Supplied entries:
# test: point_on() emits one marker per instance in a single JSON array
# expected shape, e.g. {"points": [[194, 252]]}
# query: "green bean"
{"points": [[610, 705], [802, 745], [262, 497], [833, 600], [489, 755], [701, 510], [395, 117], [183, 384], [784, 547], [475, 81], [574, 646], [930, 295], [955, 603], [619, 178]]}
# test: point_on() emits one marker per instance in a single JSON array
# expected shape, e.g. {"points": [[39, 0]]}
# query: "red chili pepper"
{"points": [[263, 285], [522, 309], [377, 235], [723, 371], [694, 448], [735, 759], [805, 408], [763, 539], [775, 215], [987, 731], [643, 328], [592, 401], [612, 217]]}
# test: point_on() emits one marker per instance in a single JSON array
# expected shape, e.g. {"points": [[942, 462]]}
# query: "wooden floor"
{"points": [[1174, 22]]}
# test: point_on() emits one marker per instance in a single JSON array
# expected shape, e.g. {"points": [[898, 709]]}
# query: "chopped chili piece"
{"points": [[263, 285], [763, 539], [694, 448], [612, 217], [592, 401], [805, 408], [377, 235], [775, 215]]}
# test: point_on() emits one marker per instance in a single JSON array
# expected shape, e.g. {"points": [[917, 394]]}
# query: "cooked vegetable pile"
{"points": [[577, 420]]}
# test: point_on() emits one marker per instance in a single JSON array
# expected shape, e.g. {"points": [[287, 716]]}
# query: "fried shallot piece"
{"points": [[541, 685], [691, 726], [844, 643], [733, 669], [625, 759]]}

--

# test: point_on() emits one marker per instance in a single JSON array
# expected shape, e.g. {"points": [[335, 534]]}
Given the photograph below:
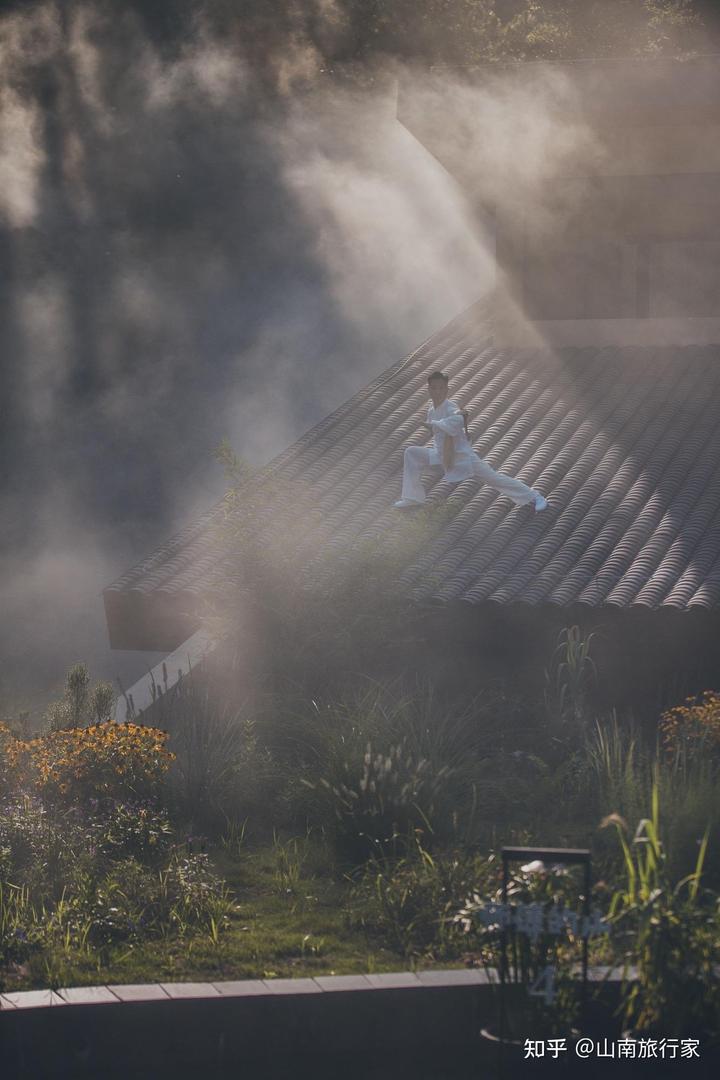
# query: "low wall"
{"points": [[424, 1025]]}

Directions for this task:
Scan the records for the string "shape" and report each line where it occurs.

Response area:
# expected shape, e.g. {"points": [[194, 252]]}
# expected shape, e.g. {"points": [[39, 0]]}
# expected shape, e.g. {"points": [[942, 462]]}
# expected shape, e.g. {"points": [[898, 709]]}
# expected shape, e.g. {"points": [[917, 394]]}
# expected shape, e.g. {"points": [[287, 716]]}
# expected shape, e.g. {"points": [[335, 534]]}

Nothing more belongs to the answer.